Saved entries:
-- Opening Marker --
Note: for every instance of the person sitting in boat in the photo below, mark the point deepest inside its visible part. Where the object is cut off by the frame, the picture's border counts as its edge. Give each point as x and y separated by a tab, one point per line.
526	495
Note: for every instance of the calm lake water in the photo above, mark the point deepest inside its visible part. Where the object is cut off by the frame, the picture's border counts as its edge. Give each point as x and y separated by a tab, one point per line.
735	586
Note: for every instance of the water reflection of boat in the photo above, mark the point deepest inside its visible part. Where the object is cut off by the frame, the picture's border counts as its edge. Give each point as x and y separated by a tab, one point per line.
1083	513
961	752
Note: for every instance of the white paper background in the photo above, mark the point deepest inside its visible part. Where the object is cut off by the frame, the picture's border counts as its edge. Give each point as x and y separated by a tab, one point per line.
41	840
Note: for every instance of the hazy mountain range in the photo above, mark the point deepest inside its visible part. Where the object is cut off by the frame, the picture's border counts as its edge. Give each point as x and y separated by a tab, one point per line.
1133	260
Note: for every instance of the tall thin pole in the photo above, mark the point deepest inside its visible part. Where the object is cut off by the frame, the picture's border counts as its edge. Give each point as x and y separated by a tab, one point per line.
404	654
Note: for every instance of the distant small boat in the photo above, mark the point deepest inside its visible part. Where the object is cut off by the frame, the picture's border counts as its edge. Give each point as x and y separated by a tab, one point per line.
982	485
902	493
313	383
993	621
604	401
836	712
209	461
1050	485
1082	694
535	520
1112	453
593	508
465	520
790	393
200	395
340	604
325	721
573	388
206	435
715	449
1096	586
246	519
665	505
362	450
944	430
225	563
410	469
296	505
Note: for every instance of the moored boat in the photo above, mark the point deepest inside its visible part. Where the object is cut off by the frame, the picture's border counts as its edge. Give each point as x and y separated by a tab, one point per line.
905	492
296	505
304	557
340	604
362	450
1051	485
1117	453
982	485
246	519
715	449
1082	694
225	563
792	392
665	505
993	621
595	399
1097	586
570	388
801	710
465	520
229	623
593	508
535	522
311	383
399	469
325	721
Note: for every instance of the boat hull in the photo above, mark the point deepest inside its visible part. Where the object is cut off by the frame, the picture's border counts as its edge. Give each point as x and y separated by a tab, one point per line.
-- Closing Marker --
From the line containing "Note: for every instance of the distant" to the last line of the records above, please write out every line exactly and add nothing.

Note: for every instance of the distant small boat in the photo above, mark the point deepest inside its visible part. Where the object is cut off by the frame, the picture's border counts as its edge. Give each point as x and y separated by a tab, one point per line.
982	485
902	493
313	383
993	621
604	401
836	712
209	461
1050	485
1082	694
535	520
1112	453
593	508
465	520
790	393
200	395
340	604
325	721
573	388
206	435
715	449
1096	586
246	519
665	505
362	450
944	430
225	563
410	469
296	505
Note: for every instance of the moored boat in the photo above, mark the point deepest inside its visible part. Where the object is cut off by the frame, the picture's border counts as its edge. Give each point as x and y separated by a tab, one point per line.
905	492
296	505
304	557
340	604
362	450
1051	485
1117	453
982	485
246	519
715	449
1082	694
225	563
792	392
665	505
993	621
595	399
1097	586
570	388
801	710
465	520
229	623
593	508
535	522
311	383
399	469
325	721
Note: for every instance of the boat hull in the photo above, mark the point deepest inside its visible part. Where the object is cut off by the frame, the picture's border counts as its edge. Give each point as x and y separated by a tab, one point per line.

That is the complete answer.